[SUPPLIED PASSAGE]:
-- BEGIN --
It has been more than a year now since I run through FM and use it in developing solutions for various clients. The following are my FM experience:
learning curve is much less than using the hard coded industry standard technology;
it can fit well as to industry standards platforms because of it's ODBC and JDBC connectivity. Your data is not locked in FM and other data format can get in FM;
it fits well as front end and back end solutions.
FM can match enterprise platform having a right database design and deployment i.e. workgroup or department oriented solutions. This is data to it's workgroup owner and make it available for other workgroups or departments;
FM is fits well for rapid application development that employs prototyping;
FM has many more capabilities you therein...
I suggest you try it yourself and I'm sure you'll love the stuff FM can offer!
Happy computing...
A little research has made me think that FileMaker is indeed Access for Mac, but perhaps a little more robust. I worked with Access for years, never really liked it, and am glad to be away from it (I always held a grudge for MSFT killing FoxPro, which I did like).
It is hard for me to imagine it as a good solution for a web based app used by offices in four locations around the country, plus many others logging on from home, etc.
Using it does not make much sense when MySQL, SQL Server, etc are available for the data storage and ASP.NET, PHP, Ruby etc are there for the programming.
Mike Thomas
While the comparisons to "Access for Mac" is inevitable, there are some important distinctions that have to be made.
FileMaker databases can be shared out to more than one person provided 1 of 2 things happen. One, a person on your network opens the DB and shares it from their computer, acting as the host. Two, you buy and install FileMaker server which hosts the DBs.
Also it's been my experience that while FileMaker developers LOVE FM, they're having to learn other technologies because more and more government agencies (my primary employer the past 10 years) are moving off of FM and into SQL Server, Oracle and to some extent Access and open source. FileMaker skills are becoming less and less in demand in the public sector, so getting support for these applications is harder and consequently, more expensive.
That being said, we have a FM server and FM 5.5 clients running an application that has been rock solid for the past 5 years.
i've been using FM for more than a year now. i'm doing and providing solutions for SMBs using the SQL standard for several years. i love those SQL stuff, but just a year a ago i run through FM Pro 9 and have it a try. amazingly, i got all i wanted in just a short time. in my experience as developer, FM Pro impressed me the way it does things.
-- END --
Records from a data collection:
-- BEGIN --
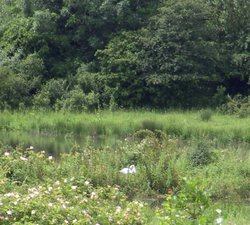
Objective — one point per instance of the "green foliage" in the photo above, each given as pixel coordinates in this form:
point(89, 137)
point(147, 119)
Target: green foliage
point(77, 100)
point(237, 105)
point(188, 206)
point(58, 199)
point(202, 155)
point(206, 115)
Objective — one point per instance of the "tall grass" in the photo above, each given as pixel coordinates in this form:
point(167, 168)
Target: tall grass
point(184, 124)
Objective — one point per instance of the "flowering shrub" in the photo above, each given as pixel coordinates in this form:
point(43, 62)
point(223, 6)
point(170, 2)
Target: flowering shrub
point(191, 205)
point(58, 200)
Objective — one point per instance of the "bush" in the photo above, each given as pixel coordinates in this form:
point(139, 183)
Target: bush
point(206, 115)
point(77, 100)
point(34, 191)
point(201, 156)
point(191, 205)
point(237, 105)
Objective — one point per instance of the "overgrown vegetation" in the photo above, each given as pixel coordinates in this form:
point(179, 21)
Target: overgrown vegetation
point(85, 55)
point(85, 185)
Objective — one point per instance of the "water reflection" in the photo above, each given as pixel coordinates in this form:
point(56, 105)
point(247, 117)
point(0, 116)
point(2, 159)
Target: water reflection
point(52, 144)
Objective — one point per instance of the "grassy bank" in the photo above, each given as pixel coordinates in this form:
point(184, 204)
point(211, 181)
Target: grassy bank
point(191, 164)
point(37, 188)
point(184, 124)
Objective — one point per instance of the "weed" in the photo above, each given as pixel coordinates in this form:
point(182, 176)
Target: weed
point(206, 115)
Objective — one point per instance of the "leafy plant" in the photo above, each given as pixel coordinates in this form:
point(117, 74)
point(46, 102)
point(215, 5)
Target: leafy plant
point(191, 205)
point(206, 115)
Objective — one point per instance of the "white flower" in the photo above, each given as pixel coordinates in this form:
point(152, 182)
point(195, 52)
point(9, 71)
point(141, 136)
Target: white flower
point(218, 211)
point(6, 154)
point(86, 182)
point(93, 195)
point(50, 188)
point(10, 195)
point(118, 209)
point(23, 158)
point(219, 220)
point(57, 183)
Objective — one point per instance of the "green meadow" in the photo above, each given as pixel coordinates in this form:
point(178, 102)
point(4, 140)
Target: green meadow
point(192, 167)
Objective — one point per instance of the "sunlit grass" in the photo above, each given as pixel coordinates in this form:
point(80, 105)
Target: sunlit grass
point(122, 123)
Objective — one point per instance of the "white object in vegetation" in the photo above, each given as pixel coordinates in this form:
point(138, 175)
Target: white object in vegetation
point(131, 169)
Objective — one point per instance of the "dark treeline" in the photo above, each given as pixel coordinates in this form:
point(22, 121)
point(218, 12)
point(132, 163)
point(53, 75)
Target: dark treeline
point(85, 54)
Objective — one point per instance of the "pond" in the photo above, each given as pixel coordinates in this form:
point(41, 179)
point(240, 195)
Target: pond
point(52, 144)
-- END --
-- BEGIN --
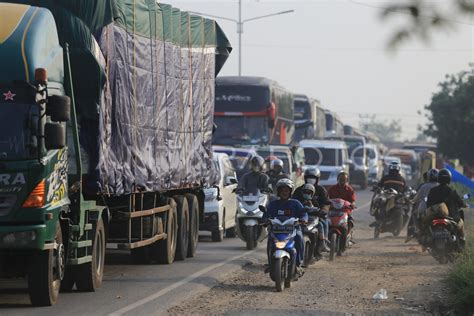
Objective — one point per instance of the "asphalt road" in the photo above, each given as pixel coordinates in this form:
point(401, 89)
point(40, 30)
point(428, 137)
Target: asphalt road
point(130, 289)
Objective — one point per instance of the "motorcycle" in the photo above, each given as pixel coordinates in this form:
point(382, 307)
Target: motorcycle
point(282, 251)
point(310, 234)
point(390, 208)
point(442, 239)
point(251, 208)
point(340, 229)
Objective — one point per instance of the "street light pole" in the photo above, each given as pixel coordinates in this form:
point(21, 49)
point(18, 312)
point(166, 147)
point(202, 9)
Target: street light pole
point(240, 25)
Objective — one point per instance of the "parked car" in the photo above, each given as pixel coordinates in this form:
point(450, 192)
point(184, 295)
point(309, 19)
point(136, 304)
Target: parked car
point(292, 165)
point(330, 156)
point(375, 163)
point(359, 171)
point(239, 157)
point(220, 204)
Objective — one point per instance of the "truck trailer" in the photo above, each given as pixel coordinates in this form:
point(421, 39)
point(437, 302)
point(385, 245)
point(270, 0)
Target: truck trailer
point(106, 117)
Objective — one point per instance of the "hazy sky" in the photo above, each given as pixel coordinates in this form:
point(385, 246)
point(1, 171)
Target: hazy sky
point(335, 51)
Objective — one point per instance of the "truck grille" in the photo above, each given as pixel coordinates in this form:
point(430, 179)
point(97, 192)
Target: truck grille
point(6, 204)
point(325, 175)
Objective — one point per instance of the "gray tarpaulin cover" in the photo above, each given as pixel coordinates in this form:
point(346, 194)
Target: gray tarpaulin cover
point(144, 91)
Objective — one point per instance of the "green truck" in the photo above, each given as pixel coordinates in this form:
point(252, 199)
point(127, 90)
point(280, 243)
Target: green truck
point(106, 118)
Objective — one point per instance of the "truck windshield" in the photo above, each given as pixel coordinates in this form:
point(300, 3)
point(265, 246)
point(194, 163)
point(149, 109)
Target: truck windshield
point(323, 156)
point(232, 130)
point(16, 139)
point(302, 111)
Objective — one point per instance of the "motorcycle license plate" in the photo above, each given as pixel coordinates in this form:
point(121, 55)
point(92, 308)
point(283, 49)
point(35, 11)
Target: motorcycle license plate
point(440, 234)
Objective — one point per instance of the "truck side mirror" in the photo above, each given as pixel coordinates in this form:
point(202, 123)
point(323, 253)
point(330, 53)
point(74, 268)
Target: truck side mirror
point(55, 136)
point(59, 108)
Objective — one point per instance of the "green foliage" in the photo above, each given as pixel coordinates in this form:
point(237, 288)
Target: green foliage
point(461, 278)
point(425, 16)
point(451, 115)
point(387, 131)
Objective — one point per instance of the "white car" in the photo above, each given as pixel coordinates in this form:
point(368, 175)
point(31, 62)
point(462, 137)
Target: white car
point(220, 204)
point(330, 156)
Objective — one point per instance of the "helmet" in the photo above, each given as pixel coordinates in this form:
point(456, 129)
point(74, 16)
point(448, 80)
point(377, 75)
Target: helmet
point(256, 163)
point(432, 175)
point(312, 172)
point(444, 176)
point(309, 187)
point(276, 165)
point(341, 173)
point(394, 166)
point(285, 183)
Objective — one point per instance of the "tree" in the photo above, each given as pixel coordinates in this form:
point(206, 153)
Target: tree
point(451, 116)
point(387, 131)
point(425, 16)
-- END --
-- BEGIN --
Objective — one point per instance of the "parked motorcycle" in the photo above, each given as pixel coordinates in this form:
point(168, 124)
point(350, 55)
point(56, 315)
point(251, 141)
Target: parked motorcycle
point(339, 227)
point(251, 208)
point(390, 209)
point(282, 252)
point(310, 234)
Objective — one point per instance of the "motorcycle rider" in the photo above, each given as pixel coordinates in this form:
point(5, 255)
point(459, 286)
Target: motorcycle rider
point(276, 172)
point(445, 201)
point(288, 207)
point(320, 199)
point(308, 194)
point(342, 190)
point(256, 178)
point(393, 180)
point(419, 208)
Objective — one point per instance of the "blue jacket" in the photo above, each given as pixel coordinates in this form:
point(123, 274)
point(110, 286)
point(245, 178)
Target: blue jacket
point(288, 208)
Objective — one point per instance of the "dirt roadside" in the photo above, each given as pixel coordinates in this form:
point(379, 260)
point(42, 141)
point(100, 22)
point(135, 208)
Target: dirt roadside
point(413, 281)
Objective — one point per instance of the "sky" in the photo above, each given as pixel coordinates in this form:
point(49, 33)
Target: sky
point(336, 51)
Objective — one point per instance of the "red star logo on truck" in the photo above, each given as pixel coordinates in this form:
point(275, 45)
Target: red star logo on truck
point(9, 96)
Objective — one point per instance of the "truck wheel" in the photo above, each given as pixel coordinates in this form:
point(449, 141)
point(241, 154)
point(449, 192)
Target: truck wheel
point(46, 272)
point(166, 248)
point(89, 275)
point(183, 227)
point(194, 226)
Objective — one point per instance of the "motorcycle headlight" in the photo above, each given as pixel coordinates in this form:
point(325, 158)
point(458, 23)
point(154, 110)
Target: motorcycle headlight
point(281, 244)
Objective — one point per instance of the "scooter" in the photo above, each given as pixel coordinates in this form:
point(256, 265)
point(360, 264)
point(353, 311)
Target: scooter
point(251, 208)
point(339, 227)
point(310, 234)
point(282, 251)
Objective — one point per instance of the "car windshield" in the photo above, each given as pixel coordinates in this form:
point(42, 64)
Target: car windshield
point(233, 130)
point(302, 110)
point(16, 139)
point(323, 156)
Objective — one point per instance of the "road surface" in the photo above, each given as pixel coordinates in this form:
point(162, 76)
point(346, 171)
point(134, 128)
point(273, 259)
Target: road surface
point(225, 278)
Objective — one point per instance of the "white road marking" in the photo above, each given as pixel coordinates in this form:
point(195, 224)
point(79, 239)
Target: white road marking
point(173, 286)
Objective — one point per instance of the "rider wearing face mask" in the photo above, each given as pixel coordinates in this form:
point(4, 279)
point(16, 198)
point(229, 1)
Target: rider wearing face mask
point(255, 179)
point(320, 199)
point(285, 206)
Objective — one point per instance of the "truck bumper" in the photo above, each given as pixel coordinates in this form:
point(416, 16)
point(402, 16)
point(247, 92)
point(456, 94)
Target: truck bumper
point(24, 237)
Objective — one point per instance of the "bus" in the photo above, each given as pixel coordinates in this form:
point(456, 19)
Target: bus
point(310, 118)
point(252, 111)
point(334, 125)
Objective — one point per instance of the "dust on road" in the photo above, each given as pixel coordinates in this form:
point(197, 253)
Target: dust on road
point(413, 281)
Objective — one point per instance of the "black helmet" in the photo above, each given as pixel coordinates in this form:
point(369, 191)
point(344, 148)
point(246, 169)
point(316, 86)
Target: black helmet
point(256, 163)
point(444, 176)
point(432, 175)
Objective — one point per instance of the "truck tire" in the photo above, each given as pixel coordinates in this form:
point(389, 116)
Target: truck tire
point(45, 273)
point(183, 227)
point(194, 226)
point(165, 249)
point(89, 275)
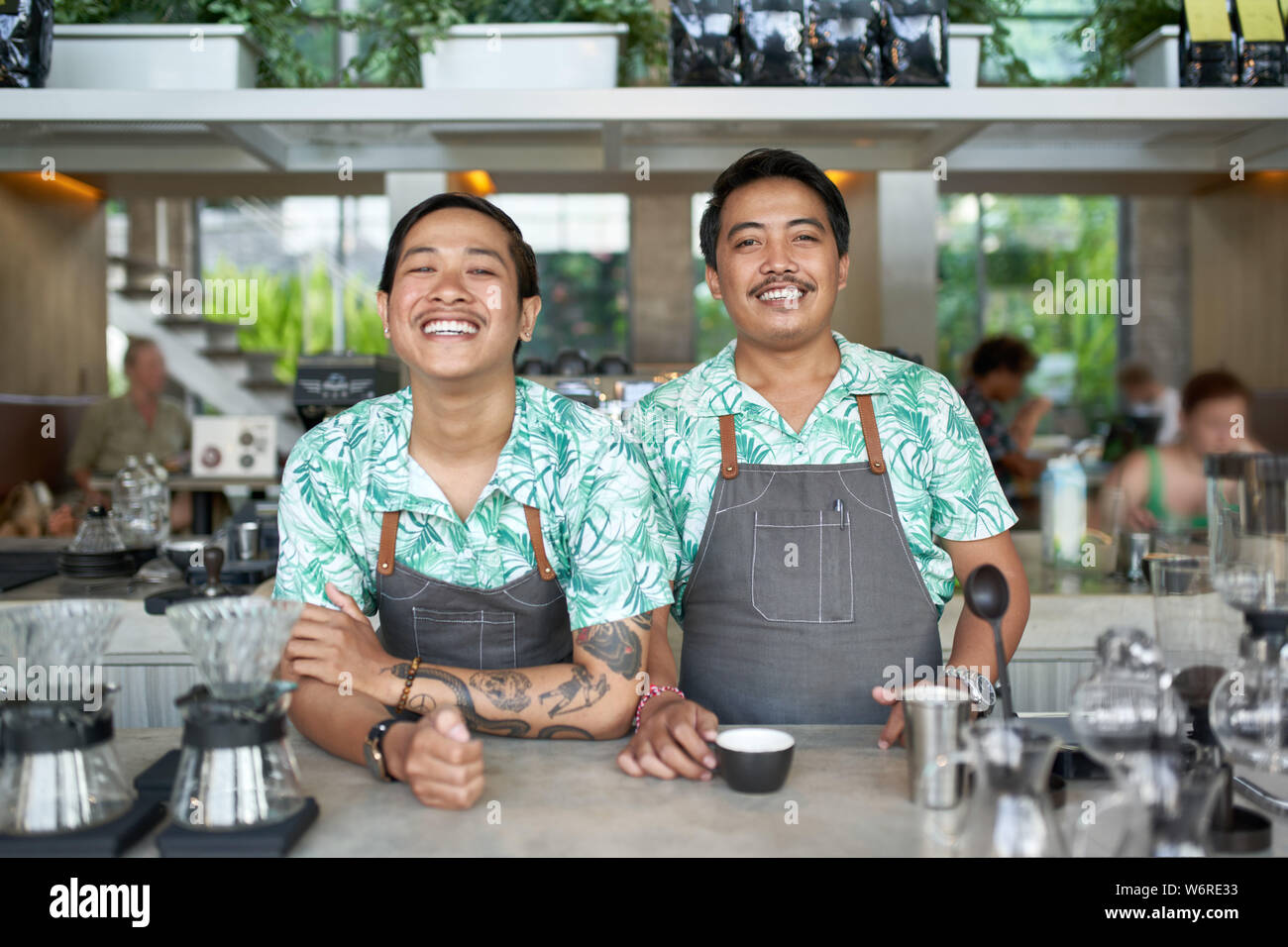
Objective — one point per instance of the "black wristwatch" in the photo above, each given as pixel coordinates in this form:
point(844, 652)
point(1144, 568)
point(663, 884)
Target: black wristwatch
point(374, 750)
-- END --
[PROBLEM TO WORK ON]: From the FileMaker discussion, return the passage that starts at the words "Using it does" and stops after "to be made.", copied without any changes. The entries have no connection to the FileMaker discussion.

[ANSWER TO THE PROBLEM]:
Using it does not make much sense when MySQL, SQL Server, etc are available for the data storage and ASP.NET, PHP, Ruby etc are there for the programming.
Mike Thomas
While the comparisons to "Access for Mac" is inevitable, there are some important distinctions that have to be made.